(AIM OF THE EXERCISE) How many lines in the records below contain the word "hand"? Reply with only the number.

Records from a dataset:
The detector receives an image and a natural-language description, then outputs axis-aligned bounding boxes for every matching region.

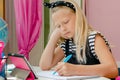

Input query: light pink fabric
[14,0,42,59]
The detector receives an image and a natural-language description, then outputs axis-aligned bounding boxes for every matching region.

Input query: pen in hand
[53,54,72,75]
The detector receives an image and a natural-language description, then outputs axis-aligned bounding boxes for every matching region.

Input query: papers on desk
[38,71,98,80]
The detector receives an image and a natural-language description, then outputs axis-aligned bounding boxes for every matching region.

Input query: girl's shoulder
[88,31,110,48]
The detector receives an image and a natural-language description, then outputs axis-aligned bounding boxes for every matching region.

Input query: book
[37,71,99,80]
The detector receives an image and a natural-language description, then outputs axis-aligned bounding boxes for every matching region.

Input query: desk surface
[7,66,110,80]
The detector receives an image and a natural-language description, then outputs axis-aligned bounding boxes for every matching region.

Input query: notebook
[8,53,38,79]
[38,71,99,80]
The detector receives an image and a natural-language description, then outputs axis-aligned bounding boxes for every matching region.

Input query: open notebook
[38,71,99,80]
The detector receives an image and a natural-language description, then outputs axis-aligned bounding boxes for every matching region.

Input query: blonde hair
[50,0,93,63]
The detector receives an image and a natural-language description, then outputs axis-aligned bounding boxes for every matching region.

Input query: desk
[7,66,110,80]
[33,66,110,80]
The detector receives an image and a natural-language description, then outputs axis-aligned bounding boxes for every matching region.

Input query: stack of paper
[38,71,98,80]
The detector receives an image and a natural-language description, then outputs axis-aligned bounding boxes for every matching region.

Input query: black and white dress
[60,31,110,65]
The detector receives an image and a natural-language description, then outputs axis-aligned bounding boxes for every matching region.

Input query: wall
[86,0,120,61]
[0,0,3,17]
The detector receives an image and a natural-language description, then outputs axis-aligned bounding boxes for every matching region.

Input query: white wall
[86,0,120,61]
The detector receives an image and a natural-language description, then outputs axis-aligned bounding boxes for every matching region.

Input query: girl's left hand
[55,62,77,76]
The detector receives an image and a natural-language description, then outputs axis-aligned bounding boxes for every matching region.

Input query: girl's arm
[40,29,64,70]
[55,35,118,78]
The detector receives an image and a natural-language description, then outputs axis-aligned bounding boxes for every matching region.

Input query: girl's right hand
[50,28,61,41]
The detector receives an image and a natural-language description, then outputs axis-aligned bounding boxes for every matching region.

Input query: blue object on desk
[53,54,72,75]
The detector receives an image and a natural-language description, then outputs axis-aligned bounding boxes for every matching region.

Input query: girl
[40,0,118,78]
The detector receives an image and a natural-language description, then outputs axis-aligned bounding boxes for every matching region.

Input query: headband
[44,1,75,11]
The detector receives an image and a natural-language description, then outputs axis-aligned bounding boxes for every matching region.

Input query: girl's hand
[50,28,61,40]
[55,62,77,76]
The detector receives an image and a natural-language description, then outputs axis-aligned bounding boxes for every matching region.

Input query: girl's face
[52,8,76,39]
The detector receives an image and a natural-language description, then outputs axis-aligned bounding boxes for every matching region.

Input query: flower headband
[44,1,75,11]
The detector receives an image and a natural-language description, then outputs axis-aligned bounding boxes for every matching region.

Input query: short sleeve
[88,31,111,59]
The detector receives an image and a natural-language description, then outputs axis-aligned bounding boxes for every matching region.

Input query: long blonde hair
[50,0,93,63]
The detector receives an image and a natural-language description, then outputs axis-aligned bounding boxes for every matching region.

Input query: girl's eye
[57,25,60,28]
[64,20,69,24]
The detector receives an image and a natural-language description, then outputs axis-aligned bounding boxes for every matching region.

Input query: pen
[53,54,72,75]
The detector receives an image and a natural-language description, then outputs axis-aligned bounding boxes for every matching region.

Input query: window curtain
[14,0,42,59]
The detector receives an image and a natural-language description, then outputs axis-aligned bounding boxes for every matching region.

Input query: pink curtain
[14,0,42,59]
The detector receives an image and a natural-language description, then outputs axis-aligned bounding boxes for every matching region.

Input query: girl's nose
[61,26,66,31]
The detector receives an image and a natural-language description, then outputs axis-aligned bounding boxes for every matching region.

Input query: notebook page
[38,71,98,80]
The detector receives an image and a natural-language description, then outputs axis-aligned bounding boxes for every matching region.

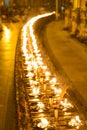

(RESPONSE BELOW) 4